Data items:

******

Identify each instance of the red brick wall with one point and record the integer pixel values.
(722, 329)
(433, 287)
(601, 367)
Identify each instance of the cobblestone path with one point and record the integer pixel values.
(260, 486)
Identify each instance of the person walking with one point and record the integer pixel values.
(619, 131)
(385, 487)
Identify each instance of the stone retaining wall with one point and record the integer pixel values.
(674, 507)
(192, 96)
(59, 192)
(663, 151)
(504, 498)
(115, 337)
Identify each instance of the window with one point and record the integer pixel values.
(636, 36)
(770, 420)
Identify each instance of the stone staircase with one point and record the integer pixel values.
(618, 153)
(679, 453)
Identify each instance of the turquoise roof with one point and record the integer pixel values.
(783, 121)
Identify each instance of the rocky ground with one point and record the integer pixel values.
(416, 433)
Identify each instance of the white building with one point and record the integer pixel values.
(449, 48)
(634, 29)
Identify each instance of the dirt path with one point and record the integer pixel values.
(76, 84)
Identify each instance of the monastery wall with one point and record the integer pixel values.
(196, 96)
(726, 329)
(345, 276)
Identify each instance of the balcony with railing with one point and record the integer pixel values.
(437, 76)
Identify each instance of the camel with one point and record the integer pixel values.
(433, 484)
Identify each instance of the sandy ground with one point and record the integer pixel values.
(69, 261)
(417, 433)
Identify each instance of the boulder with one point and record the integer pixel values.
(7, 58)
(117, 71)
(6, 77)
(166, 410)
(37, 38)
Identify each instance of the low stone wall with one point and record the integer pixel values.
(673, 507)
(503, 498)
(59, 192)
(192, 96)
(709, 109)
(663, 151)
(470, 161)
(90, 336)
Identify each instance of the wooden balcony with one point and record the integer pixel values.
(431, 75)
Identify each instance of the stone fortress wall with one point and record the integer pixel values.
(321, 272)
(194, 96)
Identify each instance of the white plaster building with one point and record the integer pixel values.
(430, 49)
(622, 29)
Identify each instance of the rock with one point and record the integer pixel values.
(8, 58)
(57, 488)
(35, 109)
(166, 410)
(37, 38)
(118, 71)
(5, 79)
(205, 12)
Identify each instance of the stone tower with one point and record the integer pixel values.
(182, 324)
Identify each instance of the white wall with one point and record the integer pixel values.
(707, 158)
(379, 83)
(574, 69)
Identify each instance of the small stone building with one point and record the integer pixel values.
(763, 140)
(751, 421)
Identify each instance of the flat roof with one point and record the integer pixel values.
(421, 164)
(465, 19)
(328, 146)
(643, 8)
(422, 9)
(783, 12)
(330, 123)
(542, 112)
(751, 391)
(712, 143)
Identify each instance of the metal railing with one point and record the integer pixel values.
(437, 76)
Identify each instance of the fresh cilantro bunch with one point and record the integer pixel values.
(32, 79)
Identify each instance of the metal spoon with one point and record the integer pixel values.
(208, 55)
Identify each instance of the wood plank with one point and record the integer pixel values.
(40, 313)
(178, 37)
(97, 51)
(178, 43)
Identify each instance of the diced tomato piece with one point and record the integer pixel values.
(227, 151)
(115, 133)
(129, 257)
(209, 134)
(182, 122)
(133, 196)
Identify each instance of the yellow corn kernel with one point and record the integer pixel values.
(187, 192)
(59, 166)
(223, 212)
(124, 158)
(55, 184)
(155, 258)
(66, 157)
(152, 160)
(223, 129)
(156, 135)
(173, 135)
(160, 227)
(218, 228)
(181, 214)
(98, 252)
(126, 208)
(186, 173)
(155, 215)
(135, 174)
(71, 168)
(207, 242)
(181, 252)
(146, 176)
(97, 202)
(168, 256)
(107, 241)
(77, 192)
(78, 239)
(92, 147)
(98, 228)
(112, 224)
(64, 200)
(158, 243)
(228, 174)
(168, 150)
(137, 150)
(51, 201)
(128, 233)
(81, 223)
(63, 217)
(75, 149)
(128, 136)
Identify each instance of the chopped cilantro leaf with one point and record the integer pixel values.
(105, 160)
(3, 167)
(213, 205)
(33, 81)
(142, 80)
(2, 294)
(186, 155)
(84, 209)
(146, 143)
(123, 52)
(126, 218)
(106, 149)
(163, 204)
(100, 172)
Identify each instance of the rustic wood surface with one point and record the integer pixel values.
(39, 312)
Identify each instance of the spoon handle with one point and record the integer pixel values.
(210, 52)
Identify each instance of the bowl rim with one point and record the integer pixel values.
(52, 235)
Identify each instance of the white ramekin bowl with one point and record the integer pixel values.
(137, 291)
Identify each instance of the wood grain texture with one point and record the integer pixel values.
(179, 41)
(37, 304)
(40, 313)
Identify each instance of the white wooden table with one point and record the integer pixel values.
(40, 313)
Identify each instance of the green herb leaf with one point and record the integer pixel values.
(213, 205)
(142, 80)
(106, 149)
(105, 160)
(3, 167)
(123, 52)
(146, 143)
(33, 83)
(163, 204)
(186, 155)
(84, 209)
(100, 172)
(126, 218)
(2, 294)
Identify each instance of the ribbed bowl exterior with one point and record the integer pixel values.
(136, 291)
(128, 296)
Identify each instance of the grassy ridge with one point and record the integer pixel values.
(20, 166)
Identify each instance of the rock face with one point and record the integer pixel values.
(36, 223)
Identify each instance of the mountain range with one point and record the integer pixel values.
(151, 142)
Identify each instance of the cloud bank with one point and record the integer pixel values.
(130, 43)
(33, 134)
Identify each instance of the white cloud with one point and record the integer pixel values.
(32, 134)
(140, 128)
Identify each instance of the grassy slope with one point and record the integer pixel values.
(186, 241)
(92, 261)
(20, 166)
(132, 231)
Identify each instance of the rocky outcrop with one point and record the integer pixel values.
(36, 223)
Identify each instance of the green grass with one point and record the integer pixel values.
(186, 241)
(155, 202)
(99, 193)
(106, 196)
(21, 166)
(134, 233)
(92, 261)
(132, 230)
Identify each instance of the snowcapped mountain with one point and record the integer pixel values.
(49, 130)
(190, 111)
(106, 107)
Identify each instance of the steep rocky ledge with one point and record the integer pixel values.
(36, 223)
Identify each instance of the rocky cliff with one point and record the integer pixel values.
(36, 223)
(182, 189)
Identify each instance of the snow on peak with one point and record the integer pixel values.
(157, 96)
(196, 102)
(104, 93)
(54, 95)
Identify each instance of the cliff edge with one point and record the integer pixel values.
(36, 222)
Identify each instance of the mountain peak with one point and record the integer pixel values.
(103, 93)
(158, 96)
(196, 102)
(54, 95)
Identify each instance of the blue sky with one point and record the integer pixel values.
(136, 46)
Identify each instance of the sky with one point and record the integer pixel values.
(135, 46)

******

» Exercise description: Copy each entry above exactly, leaving nothing out.

» Exercise solution:
Identify each instance of the red brick wall with one point and record the integer pixel values.
(722, 329)
(433, 287)
(601, 367)
Identify each instance of the cobblestone path with one point and record the integer pixel values.
(260, 486)
Identify each instance of the person walking with one point and record the integer pixel values.
(619, 131)
(385, 487)
Identify each instance of the stone retaining wall with one point and record the integer pixel values.
(674, 507)
(192, 96)
(59, 192)
(663, 151)
(504, 498)
(115, 337)
Identify each instance of the window with one point and record the integer pixel values.
(636, 36)
(770, 420)
Identify each instance of the stone staircase with one point and record the integer pixel values.
(618, 153)
(679, 453)
Identify each instance of the turquoise roof with one point and record the integer pixel values.
(783, 121)
Identify each instance of the rocky ground with one point and record the integer pixel values.
(416, 433)
Identify each instance of the white building with one point and record the integer pixel values.
(449, 48)
(634, 29)
Identify each instance of the dirt path with one point and record the integer pixel values.
(76, 84)
Identify each instance of the monastery wall with one point and record the integer pixel values.
(196, 96)
(726, 329)
(345, 276)
Identify each instance of the balcony with railing with one point and record the integer pixel values.
(437, 76)
Identify each instance of the camel with one point and record the integer pixel values.
(433, 484)
Identify each instance of the sandy ground with one point and record the integer pixel values.
(69, 261)
(417, 433)
Identify each instance of the boulder with one point and record the integer pixel values.
(7, 58)
(117, 71)
(6, 77)
(166, 410)
(37, 38)
Identify each instance of the low stone wall with one point and record the integer pixel values.
(673, 507)
(503, 498)
(59, 192)
(192, 96)
(709, 109)
(663, 151)
(470, 161)
(90, 336)
Identify each instance of the wooden balcony with one point and record the integer pixel values.
(431, 75)
Identify each instance of the stone fortress wall with one point and record the integer pixel values.
(321, 272)
(194, 96)
Identify each instance of the white plaster building with one point and record the integer pixel values.
(430, 49)
(622, 29)
Identify each instance of the rock with one point and record the integer pixel values.
(8, 58)
(57, 488)
(35, 109)
(166, 410)
(37, 38)
(118, 71)
(5, 79)
(205, 12)
Identify each instance of the stone tower with one point and record the integer pixel values.
(182, 324)
Identify each instance of the white wall with one point and record the integer pixel values.
(707, 158)
(379, 83)
(574, 69)
Identify each instance of the small stone building with one point and record the integer pixel values.
(763, 140)
(751, 421)
Identify each instance of the flat roof with one point and record the integer pixel values.
(421, 164)
(465, 19)
(328, 146)
(643, 8)
(422, 9)
(783, 12)
(330, 123)
(542, 112)
(751, 391)
(712, 143)
Identify each instance of the metal railing with one point and record the integer pixel values.
(437, 76)
Identify each instance of the fresh cilantro bunch with one point and record the integer pixel values.
(32, 79)
Identify each instance of the metal spoon with one point and record the integer pixel values.
(208, 55)
Identify each instance of the wood plank with one point and record the integer pixel values.
(40, 313)
(178, 37)
(97, 51)
(178, 43)
Identify each instance of the diced tomato piece with one point and record the integer pixel values.
(227, 151)
(115, 133)
(129, 257)
(209, 134)
(182, 122)
(133, 196)
Identify each instance of the yellow corn kernel with one point and record the integer pixel values.
(187, 192)
(59, 166)
(223, 212)
(124, 158)
(55, 184)
(155, 258)
(66, 157)
(152, 160)
(223, 129)
(156, 135)
(173, 135)
(160, 227)
(218, 228)
(181, 214)
(98, 252)
(126, 208)
(186, 173)
(155, 215)
(135, 174)
(71, 168)
(207, 242)
(181, 252)
(146, 176)
(97, 202)
(168, 256)
(107, 241)
(77, 192)
(78, 239)
(92, 147)
(98, 228)
(112, 224)
(64, 200)
(158, 243)
(228, 174)
(168, 150)
(137, 150)
(51, 201)
(128, 233)
(81, 223)
(63, 217)
(75, 149)
(128, 136)
Identify each instance of the chopped cilantro leaf with one point and record the integer pixel values.
(105, 160)
(3, 167)
(213, 205)
(33, 81)
(142, 80)
(2, 294)
(186, 155)
(84, 209)
(146, 143)
(123, 52)
(126, 218)
(106, 149)
(163, 204)
(100, 172)
Identify each instance of the rustic wood surface with one point and record the integer pixel values.
(39, 312)
Identify each instance of the spoon handle with one point and record the integer pixel values.
(210, 52)
Identify each instance of the bowl rim with one point and record the integer pixel values.
(52, 235)
Identify each instance of the white ramekin bowl with one point and record the integer pixel values.
(137, 291)
Identify each instance of the wood grain texture with one point and record the integer pixel values.
(179, 41)
(37, 304)
(40, 313)
Identify each instance of the white wooden table with one point and record the integer pixel values.
(40, 313)
Identify each instance of the green herb leaf with one point and record the integer pixel values.
(213, 205)
(142, 80)
(106, 149)
(105, 160)
(3, 167)
(123, 52)
(146, 143)
(33, 83)
(163, 204)
(186, 155)
(84, 209)
(100, 172)
(126, 218)
(2, 294)
Identify each instance of the ribbed bowl exterior with one point and record the integer pixel values.
(136, 291)
(128, 296)
Identify each instance of the grassy ridge with one point and record the integer pixel values.
(20, 166)
Identify each instance of the rock face with one point and record the integer pixel values.
(36, 223)
Identify each instance of the mountain range with one point and record the integer pixel values.
(151, 142)
Identify each instance of the cloud bank with one point and record the integer pixel values.
(130, 43)
(33, 134)
Identify each instance of the white cloud with one point and record the integer pixel values.
(32, 134)
(140, 128)
Identify each instance of the grassy slope with one point and record the integer pixel values.
(186, 241)
(92, 261)
(20, 166)
(132, 231)
Identify each instance of the rocky outcrop with one point and record the integer pixel values.
(36, 223)
Identify each instance of the green grass with one point and record the integer pixel values.
(186, 241)
(155, 202)
(99, 193)
(106, 196)
(21, 166)
(134, 233)
(92, 261)
(132, 230)
Identify each instance of the snowcapped mountain with one point and record the integer pixel values.
(49, 130)
(190, 111)
(106, 107)
Identify each instance of the steep rocky ledge with one point and record the integer pixel values.
(36, 223)
Identify each instance of the rocky cliff with one point and record the integer pixel values.
(36, 223)
(182, 189)
Identify each instance of the snow on peak with one point and record the integer pixel values.
(157, 96)
(196, 102)
(104, 93)
(54, 95)
Identify each instance of the cliff edge with one point and record the integer pixel values.
(36, 222)
Identify each instance of the mountain peak with one point and record the integer pixel values.
(103, 93)
(158, 96)
(196, 102)
(54, 95)
Identify each instance of the blue sky with one point and record the integer pixel values.
(136, 46)
Identify each instance of the sky with one point and record the integer pixel values.
(135, 46)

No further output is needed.